## [The problem]
Retype each record shown below, leaving every character as it is.
(Material for the task)
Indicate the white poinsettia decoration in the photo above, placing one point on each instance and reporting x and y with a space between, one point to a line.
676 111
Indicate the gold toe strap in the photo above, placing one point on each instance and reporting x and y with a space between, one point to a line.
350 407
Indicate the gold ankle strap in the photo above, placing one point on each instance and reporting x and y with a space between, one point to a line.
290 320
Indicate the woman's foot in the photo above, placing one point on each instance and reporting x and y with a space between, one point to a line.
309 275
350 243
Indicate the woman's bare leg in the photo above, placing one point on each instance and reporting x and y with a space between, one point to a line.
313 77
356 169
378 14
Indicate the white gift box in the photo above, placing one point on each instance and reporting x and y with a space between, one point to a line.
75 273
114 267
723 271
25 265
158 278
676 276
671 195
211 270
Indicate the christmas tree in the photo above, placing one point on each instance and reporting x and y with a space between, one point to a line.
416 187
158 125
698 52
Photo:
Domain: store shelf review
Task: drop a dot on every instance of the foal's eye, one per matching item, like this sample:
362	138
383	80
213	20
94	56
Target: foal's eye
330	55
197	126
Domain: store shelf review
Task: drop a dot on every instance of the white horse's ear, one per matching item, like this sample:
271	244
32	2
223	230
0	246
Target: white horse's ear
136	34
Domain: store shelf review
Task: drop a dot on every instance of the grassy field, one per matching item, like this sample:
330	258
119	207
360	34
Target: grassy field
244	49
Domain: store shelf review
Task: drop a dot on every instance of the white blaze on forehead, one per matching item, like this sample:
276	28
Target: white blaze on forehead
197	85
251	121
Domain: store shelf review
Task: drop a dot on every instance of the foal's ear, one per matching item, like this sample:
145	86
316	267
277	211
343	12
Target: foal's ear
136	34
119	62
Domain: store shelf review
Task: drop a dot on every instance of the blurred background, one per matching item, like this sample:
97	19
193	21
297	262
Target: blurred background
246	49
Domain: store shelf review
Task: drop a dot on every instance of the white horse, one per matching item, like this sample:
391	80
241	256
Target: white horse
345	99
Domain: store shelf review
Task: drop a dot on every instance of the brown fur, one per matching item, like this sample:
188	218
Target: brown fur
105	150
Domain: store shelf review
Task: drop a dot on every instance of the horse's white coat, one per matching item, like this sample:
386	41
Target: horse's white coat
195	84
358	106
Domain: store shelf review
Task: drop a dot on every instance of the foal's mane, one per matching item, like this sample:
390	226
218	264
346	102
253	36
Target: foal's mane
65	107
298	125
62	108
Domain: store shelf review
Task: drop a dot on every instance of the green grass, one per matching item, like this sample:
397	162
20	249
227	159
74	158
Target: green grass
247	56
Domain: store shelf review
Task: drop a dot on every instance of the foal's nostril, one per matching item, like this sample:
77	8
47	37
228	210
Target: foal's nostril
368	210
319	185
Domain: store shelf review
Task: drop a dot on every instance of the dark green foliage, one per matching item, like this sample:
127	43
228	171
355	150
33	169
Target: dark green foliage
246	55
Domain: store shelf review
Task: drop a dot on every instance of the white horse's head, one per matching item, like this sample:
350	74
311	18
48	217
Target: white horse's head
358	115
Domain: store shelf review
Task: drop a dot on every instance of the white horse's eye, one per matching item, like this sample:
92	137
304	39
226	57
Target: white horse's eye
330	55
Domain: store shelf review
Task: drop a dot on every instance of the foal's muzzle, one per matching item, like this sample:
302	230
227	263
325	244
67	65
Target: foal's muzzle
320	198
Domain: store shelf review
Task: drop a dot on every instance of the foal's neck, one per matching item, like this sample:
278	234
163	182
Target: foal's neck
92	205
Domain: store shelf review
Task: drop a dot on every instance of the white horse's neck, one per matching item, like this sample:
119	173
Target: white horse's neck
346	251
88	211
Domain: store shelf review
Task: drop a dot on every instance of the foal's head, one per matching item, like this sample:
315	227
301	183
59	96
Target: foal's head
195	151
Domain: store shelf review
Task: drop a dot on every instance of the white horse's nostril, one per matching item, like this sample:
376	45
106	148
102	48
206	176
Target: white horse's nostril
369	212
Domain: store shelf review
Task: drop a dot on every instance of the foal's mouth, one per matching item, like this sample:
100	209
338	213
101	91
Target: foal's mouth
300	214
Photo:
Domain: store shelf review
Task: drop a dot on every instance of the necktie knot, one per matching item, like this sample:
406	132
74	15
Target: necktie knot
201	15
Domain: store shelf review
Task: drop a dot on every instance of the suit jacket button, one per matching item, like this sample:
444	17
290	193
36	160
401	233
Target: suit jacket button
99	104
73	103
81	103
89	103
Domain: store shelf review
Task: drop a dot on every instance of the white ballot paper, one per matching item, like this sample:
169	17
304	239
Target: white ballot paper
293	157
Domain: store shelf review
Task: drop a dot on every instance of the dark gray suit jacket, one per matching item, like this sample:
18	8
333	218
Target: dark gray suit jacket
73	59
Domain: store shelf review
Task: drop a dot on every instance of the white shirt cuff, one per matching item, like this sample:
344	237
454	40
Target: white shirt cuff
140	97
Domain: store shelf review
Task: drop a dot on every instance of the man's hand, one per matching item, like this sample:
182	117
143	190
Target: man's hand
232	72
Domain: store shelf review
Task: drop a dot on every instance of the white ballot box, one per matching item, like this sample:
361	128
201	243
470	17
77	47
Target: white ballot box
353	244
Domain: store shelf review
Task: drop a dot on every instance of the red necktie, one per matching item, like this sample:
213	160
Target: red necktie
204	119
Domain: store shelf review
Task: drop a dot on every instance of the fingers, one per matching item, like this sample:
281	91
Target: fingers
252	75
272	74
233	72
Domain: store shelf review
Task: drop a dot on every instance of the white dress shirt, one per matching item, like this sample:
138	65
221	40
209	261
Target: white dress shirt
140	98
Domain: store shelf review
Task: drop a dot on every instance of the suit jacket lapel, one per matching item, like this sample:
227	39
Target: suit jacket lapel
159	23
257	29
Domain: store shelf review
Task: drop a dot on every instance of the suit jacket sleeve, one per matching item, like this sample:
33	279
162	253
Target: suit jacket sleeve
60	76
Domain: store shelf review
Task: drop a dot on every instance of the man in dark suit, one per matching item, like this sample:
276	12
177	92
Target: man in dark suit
(End Material for the task)
## [Task answer]
Indicate the white poinsettia decoration in the photo above, placing one point on each instance and reporting x and y with a space between, one point to a line.
676 111
Indicate the gold toe strap in the photo above, placing one point on each instance and reporting x and y with a space between, one point to a line.
350 407
Indicate the gold ankle strap in the photo above, placing one point on each instance and reporting x and y with a space between, one point to a line.
290 320
Indicate the woman's foot in the photo above, placing one point on each instance and reporting x and y with a space between, one point to a line.
309 275
350 243
Indicate the woman's bare leg in the photo above, placing one point on each instance and reporting x and y with a space between, one point to a line.
313 77
356 169
378 14
Indicate the white gift box in the photo above, placing one point on each instance and reporting x and y with a space between, one point to a line.
75 273
114 267
723 271
25 265
158 278
676 276
671 195
211 270
Indicate the christmas tree in the photo above, placing one point on each instance and reporting x and y with a space between, one point to a line.
416 187
158 125
698 52
Photo:
Domain: store shelf review
Task: drop a dot on every instance of the foal's eye, one per matching item, like this sample:
362	138
383	80
213	20
94	56
Target: foal's eye
330	55
197	126
Domain: store shelf review
Task: drop a dot on every instance of the white horse's ear, one per matching item, like this sample:
271	244
32	2
223	230
0	246
Target: white horse's ear
136	34
Domain: store shelf review
Task: drop a dot on every instance of the grassy field, one per matching item, like this sample:
330	258
119	207
360	34
Target: grassy field
244	49
Domain: store shelf review
Task: drop a dot on every instance of the white blaze on forehead, one per matching item, like this sample:
276	28
Target: white blaze on forehead
197	85
251	121
Domain: store shelf review
Task: drop a dot on every instance of the foal's ear, one per matching item, like this sample:
145	86
316	267
277	211
343	12
Target: foal's ear
136	34
119	62
Domain: store shelf review
Task: drop a dot on every instance of the blurred background, one per matching item, like this sample:
97	19
193	21
297	262
Target: blurred background
246	49
Domain: store shelf review
Task: drop a dot on every instance of the white horse, one per matching item, like this sample:
391	80
241	256
Target: white horse
345	99
Domain: store shelf review
Task: drop a dot on every instance of the brown fur, one per matching item, like this sample:
188	218
Target: brown fur
105	150
Domain: store shelf review
Task: drop a dot on every instance of the horse's white coat, one per matching item, like this sample:
386	41
Target: horse's white coat
195	84
358	106
Domain: store shelf review
Task: drop a dot on every instance of the foal's mane, one per matching item, like this sample:
390	226
218	264
346	102
253	36
Target: foal's mane
65	107
298	125
62	108
Domain: store shelf review
Task: drop a dot on every instance of the green grass, one per matching item, like this sample:
397	162
20	249
227	159
74	158
Target: green grass
247	56
Domain: store shelf review
Task: drop a dot on every instance of the foal's nostril, one per matching item, like this sample:
77	8
47	37
228	210
Target: foal's nostril
368	210
319	185
Domain: store shelf review
Task: drop a dot on every instance of the dark green foliage, one per matching item, like this sample:
127	43
228	171
355	150
33	169
Target: dark green foliage
246	55
Domain: store shelf review
Task: drop a dot on every instance of the white horse's head, one per matching item, like this sample:
350	74
311	18
48	217
Target: white horse's head
358	115
Domain: store shelf review
Task: drop a dot on every instance of the white horse's eye, one per matching item, like this sample:
92	137
304	39
226	57
Target: white horse's eye
330	55
Domain: store shelf review
Task: drop a dot on every instance of the foal's muzzle, one per matching item, like this sample:
302	230
227	263
325	244
67	65
Target: foal's muzzle
320	198
Domain: store shelf review
Task: drop a dot on every instance of the foal's neck, one per matching item, like this sample:
278	234
163	182
Target: foal's neck
92	205
Domain: store shelf review
Task: drop a dot on every instance of the white horse's neck, one per matching item, like this sample:
119	173
Target: white horse's neck
346	251
88	211
Domain: store shelf review
Task: drop a dot on every instance of the foal's head, one per matching item, like this sample:
315	227
301	183
59	96
Target: foal's head
195	151
Domain: store shelf review
Task: drop a dot on every instance of the white horse's nostril, one per matching item, like this sample:
376	45
106	148
102	48
206	176
Target: white horse's nostril
369	212
Domain: store shelf review
Task: drop a dot on every instance of the foal's mouth, one per matching item, like this sample:
100	209
338	213
101	91
Target: foal's mouth
300	214
Photo:
Domain: store shelf review
Task: drop a dot on every instance of the necktie knot, one per matching item, like this sample:
406	132
74	15
Target: necktie knot
201	15
Domain: store shelf review
Task: drop a dot on every instance of the suit jacket button, one per matching item, like this sample:
444	17
290	193
36	160
401	233
Target: suit jacket button
99	104
73	103
81	103
89	103
Domain: store shelf review
Task: drop a dot on every instance of the white ballot paper, one per matching item, like this sample:
169	17
304	239
Target: white ballot paper
293	157
Domain: store shelf review
Task: drop a dot on every instance of the dark gray suit jacket, one per matching item, like this sample:
18	8
333	218
Target: dark gray suit jacket
73	59
Domain: store shelf review
Task: drop a dot on every instance of the white shirt cuff, one per matching item, like this sample:
344	237
454	40
Target: white shirt cuff
140	97
Domain: store shelf review
Task: drop a dot on every instance of the man's hand, one per matching item, like this sample:
182	117
143	190
Target: man's hand
232	72
Domain: store shelf review
Task: drop a dot on every instance of the white ballot box, one per matching item, like this sample:
361	128
201	243
470	17
77	47
Target: white ballot box
353	244
Domain: store shelf review
Task: drop a dot on every instance of the red necktie, one per matching item, like this sample:
213	160
Target: red necktie
204	119
Domain: store shelf review
Task: drop a dot on every instance of the fingers, one per matching item, like this sample:
281	91
Target: fingers
252	75
272	74
233	72
Domain: store shelf review
Task: drop a dot on every instance of the white dress shirt, one per matching item, like this sample:
138	65
221	40
209	261
Target: white dress shirt
140	98
Domain: store shelf review
Task: drop a dot on every instance of the suit jacket lapel, one per matching item, like this sample:
227	39
Target: suit jacket lapel
159	23
257	29
Domain: store shelf review
Task: drop a dot on every instance of the suit jacket sleeve, one per matching item, like this sample:
33	279
162	253
Target: suit jacket sleeve
60	76
Domain: store shelf review
Task: drop a dot on every instance of the man in dark suit, one per matching item, like this sample:
276	12
177	92
Target: man in dark suit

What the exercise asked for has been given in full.